There were other cultural loves. Woodham had implicated himself in a role-playing game at the behest of an older boy, Grant Boyette, now 19. "Grant said he knew I had been hurt by Christina, and he said there was a way to get revenge," Luke told a psychologist. "He said Satan was the way." He said Boyette introduced him to Hitler and Nietzsche, beat and burned his pet dog and eventually led him to a Satanic group believed to be called the Kroth (initially named the Fourth Reich). The Kroth played an interactive game called Star Wars--sort of Dungeons and Dragons on drugs--that involved loaded guns and threats to blow up the school.
While Mitchell Johnson's mother has said her kids didn't have Nintendo, Scott Johnson says his boys rented gruesome games like Mortal Kombat (and played them at Wal-Mart). Finally, Carneal told a psychiatrist that he liked to play Quake and Doom, two gory video games.
******
Carry on the passage about Woodham, Johnson and Carneal and the games they played, starting right after its last sentence. You can skip the records; nothing in them is needed.

* [The data]
******
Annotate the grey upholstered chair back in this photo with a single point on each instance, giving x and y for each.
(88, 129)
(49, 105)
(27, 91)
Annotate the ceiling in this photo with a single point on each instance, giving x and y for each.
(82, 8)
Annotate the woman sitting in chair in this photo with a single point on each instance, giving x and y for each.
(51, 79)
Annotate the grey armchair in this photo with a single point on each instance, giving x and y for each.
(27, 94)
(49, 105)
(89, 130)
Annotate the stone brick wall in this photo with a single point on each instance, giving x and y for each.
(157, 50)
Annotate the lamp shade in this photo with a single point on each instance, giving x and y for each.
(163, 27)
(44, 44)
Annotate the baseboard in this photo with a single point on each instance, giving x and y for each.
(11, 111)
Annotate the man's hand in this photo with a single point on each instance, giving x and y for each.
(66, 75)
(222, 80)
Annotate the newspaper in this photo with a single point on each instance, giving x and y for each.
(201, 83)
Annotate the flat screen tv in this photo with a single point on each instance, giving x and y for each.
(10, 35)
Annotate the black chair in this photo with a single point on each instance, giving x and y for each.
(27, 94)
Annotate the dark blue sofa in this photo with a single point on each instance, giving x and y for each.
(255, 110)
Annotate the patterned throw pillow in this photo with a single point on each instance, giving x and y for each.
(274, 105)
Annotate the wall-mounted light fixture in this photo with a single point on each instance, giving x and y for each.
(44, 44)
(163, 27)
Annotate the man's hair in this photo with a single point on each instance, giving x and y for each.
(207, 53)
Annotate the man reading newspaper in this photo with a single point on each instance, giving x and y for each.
******
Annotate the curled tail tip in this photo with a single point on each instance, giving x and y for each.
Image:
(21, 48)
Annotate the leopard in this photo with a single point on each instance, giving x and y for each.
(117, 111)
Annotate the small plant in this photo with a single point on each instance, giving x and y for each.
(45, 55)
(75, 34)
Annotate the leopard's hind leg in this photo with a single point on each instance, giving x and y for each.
******
* [Exercise result]
Bok believes that media violence undermines kids' resilience and self-control, psychological mechanisms that allow people to bounce back and to count to 10 before they lash out. Some biologists--Harvard's E.O. Wilson has pioneered this thinking--believe there is a genetic component to these traits, that kids like Luke and Kip simply lack the DNA that keeps their fingers off the trigger. In the end, Satan is certainly the easier explanation, if less intellectually satisfying. As Kurt Cobain once sang, "Now the people cry and the people moan/ ... And try to find some place to rest their bones/ While the angels and the devils/ Fight to claim them for their own."